The 5 Stages Of Coping With COVID

May 11, 2020

You’ll be pleased to hear that I skipped Stage 4. There is still every chance I will have learnt Renegade by the end of the weekend, but here I appear to be: Stage 5.

Predicting the future.

Well, not quite. But, after lots of looking sideways, helping clients and our own agency to shift and realign strategies, I am finally looking forward.

Wondering what’s next.

What will change? How much, how quickly? How much of an impact will Covid-19 have on our day-to-day lives: our homes, our work, the way we feel about politics, life, our clients, our colleagues, our employers, ourselves.

If you are in the Mark Ritson camp you’ll believe that very little will be different in a post-Covid world. The aftermath of the financial collapse of 2008 taught us that life goes on. Planes still fly, birds still sing, brands still advertise, and bankers still make a shit-ton of money.

**Record excerpts**
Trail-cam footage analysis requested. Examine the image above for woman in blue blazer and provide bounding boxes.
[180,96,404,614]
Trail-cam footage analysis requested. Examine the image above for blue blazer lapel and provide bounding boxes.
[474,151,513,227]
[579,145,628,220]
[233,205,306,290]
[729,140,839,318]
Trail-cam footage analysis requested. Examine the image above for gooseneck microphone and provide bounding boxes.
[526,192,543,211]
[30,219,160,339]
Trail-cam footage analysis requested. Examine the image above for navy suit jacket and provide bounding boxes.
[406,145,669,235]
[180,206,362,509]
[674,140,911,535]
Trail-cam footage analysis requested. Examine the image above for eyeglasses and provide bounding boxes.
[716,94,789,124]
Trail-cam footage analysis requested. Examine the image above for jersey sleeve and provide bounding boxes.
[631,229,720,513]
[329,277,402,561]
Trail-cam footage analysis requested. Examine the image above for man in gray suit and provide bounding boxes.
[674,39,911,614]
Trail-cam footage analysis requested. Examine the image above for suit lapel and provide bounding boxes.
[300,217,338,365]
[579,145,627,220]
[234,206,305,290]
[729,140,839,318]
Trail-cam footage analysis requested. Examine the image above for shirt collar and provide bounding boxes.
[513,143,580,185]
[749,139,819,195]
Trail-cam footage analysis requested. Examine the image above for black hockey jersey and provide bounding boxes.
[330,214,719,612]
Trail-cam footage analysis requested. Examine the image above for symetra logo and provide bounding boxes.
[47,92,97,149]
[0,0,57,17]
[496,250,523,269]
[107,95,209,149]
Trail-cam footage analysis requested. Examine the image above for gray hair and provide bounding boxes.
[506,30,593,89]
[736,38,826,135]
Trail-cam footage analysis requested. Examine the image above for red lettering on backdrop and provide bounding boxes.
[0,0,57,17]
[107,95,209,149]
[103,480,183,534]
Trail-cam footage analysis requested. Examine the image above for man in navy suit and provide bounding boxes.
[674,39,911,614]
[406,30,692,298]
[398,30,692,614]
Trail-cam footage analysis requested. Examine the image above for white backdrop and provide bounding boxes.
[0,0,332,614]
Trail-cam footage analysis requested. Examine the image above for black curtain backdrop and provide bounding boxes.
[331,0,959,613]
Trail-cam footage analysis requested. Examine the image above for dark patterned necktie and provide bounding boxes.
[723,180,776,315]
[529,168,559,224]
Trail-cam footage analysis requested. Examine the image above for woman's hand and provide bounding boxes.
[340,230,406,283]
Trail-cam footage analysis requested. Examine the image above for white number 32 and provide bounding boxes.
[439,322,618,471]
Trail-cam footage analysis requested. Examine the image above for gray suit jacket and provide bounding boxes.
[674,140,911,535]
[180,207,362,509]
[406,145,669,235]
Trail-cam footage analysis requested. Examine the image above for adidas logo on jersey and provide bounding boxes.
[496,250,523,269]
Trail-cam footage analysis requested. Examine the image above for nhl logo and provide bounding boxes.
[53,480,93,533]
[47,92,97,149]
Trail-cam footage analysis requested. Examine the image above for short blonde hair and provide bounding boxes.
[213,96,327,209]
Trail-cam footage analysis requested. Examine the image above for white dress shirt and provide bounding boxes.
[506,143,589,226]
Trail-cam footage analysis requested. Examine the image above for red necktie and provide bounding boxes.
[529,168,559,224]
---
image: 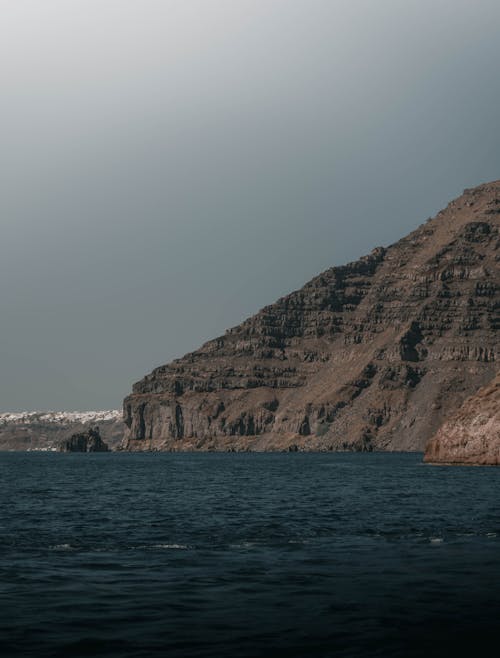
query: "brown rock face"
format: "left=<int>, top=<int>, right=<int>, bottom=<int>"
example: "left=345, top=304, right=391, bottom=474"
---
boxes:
left=424, top=374, right=500, bottom=465
left=124, top=181, right=500, bottom=450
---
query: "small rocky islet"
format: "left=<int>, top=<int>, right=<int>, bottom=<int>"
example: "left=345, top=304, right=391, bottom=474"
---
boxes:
left=59, top=427, right=110, bottom=452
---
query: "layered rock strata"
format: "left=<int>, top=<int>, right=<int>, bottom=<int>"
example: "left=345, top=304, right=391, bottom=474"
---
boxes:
left=124, top=181, right=500, bottom=450
left=424, top=374, right=500, bottom=466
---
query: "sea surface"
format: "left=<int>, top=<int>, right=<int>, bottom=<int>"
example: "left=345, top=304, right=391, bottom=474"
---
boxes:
left=0, top=453, right=500, bottom=658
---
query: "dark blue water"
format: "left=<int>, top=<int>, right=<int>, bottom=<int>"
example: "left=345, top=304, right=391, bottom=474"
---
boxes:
left=0, top=453, right=500, bottom=658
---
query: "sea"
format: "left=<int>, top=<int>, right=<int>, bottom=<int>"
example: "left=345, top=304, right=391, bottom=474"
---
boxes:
left=0, top=452, right=500, bottom=658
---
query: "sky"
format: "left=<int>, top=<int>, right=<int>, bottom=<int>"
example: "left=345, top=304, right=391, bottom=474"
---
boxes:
left=0, top=0, right=500, bottom=411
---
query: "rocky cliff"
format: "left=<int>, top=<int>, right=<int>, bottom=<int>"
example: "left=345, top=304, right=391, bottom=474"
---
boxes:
left=124, top=181, right=500, bottom=450
left=424, top=374, right=500, bottom=465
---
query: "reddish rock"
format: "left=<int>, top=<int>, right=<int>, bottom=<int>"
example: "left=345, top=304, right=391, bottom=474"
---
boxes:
left=424, top=374, right=500, bottom=465
left=124, top=181, right=500, bottom=450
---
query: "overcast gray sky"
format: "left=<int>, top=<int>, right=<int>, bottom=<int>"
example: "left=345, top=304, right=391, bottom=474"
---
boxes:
left=0, top=0, right=500, bottom=411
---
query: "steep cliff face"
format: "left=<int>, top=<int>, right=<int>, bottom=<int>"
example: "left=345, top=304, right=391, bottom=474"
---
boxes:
left=124, top=181, right=500, bottom=450
left=424, top=374, right=500, bottom=465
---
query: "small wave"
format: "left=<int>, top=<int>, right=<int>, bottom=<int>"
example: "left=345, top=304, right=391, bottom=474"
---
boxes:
left=129, top=544, right=190, bottom=551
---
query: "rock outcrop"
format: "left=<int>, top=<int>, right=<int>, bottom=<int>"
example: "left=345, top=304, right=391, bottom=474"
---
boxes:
left=59, top=427, right=109, bottom=452
left=124, top=181, right=500, bottom=450
left=424, top=374, right=500, bottom=465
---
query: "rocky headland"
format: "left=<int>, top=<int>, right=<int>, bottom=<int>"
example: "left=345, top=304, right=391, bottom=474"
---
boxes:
left=59, top=427, right=109, bottom=452
left=424, top=374, right=500, bottom=465
left=124, top=181, right=500, bottom=451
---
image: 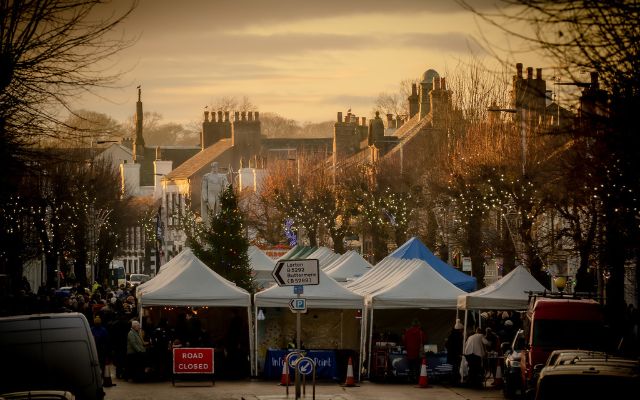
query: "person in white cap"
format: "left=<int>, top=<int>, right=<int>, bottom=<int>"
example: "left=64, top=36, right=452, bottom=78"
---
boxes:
left=464, top=328, right=489, bottom=386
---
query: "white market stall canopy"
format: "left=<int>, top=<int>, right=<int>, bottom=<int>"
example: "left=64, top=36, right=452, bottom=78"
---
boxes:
left=254, top=269, right=364, bottom=309
left=248, top=246, right=275, bottom=287
left=306, top=246, right=340, bottom=269
left=248, top=246, right=276, bottom=275
left=324, top=250, right=372, bottom=282
left=346, top=257, right=465, bottom=309
left=137, top=248, right=251, bottom=307
left=458, top=266, right=545, bottom=310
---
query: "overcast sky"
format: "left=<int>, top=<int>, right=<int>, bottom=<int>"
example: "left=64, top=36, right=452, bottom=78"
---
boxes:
left=75, top=0, right=542, bottom=123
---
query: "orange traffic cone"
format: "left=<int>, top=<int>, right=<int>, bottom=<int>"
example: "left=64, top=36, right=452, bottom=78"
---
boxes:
left=342, top=357, right=358, bottom=387
left=280, top=358, right=291, bottom=390
left=491, top=364, right=504, bottom=386
left=418, top=357, right=429, bottom=388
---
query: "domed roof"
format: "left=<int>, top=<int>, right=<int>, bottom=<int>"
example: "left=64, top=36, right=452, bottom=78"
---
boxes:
left=422, top=69, right=440, bottom=83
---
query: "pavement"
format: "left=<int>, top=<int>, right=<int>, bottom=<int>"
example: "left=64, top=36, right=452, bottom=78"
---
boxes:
left=104, top=379, right=504, bottom=400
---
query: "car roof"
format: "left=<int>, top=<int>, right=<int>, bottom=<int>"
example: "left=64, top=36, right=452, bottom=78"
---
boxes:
left=540, top=350, right=640, bottom=378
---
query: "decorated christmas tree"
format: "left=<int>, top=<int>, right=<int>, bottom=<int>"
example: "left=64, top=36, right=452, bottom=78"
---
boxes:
left=193, top=185, right=255, bottom=292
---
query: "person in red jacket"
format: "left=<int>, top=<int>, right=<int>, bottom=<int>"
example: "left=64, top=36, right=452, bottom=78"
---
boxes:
left=404, top=318, right=426, bottom=381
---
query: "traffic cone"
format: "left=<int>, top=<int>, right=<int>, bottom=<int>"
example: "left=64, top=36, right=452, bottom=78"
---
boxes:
left=342, top=357, right=358, bottom=387
left=491, top=364, right=504, bottom=386
left=418, top=357, right=429, bottom=388
left=280, top=358, right=291, bottom=390
left=102, top=364, right=116, bottom=387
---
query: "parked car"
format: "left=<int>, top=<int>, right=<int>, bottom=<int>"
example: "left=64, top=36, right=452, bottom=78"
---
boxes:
left=502, top=329, right=525, bottom=398
left=535, top=350, right=640, bottom=400
left=0, top=313, right=104, bottom=400
left=520, top=292, right=607, bottom=398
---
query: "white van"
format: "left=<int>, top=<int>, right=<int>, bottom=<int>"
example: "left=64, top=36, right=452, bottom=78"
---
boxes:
left=0, top=313, right=104, bottom=400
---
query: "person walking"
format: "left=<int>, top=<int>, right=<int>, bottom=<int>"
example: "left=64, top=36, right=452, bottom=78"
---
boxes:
left=125, top=320, right=146, bottom=382
left=91, top=316, right=110, bottom=384
left=404, top=318, right=426, bottom=381
left=445, top=319, right=464, bottom=384
left=464, top=328, right=489, bottom=387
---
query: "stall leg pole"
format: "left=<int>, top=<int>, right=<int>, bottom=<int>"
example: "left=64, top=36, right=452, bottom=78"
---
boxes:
left=367, top=300, right=373, bottom=380
left=253, top=305, right=258, bottom=376
left=462, top=310, right=468, bottom=352
left=247, top=305, right=258, bottom=376
left=358, top=308, right=367, bottom=381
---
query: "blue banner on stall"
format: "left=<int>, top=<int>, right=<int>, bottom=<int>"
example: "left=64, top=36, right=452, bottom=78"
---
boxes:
left=264, top=350, right=338, bottom=380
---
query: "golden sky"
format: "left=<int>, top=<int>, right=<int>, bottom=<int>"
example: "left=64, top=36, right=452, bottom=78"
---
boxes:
left=82, top=0, right=546, bottom=123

**Work request A**
Transcribe the post on coping with COVID from "The 5 Stages" up to and including "our employers, ourselves.".
**Work request B**
According to the post on coping with COVID, what did the aftermath of the 2008 financial collapse teach us?
The rows have no connection to the post on coping with COVID.

**Exercise result A**
The 5 Stages Of Coping With COVID

May 11, 2020

You’ll be pleased to hear that I skipped Stage 4. There is still every chance I will have learnt Renegade by the end of the weekend, but here I appear to be: Stage 5.

Predicting the future.

Well, not quite. But, after lots of looking sideways, helping clients and our own agency to shift and realign strategies, I am finally looking forward.

Wondering what’s next.

What will change? How much, how quickly? How much of an impact will Covid-19 have on our day-to-day lives: our homes, our work, the way we feel about politics, life, our clients, our colleagues, our employers, ourselves.

**Exercise result B**
It taught us that life goes on.